■ EXERCISE INSTRUCTIONS
Transcribe the lines below verbatim, skipping the images.

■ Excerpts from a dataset
+-------+

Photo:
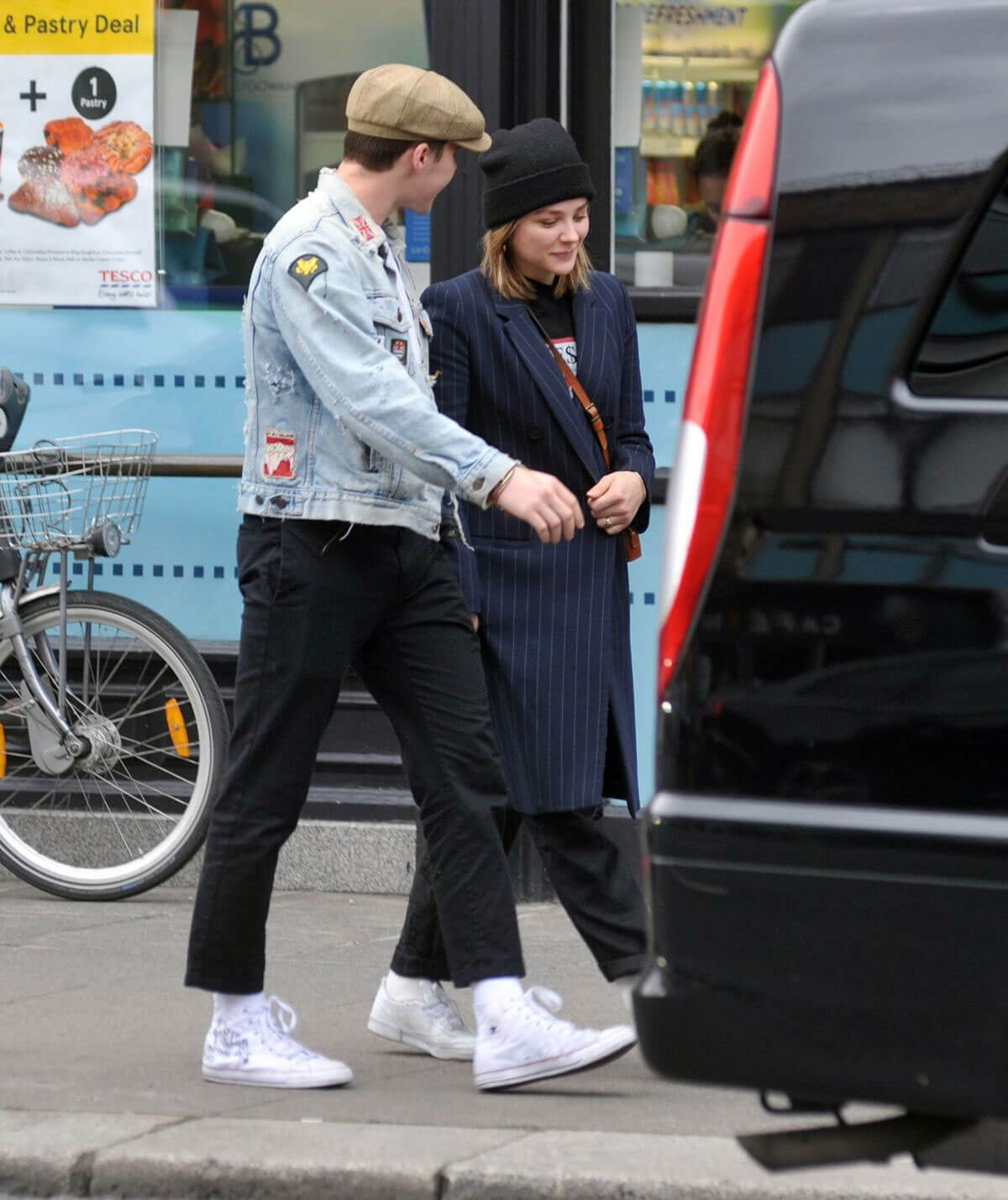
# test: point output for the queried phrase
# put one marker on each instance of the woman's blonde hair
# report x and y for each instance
(501, 273)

+-------+

■ WRITTEN ANSWER
Photo:
# test: point output for the queried phrase
# put one marker on each instance of the woman's blonde hair
# report x and y for each instance
(501, 273)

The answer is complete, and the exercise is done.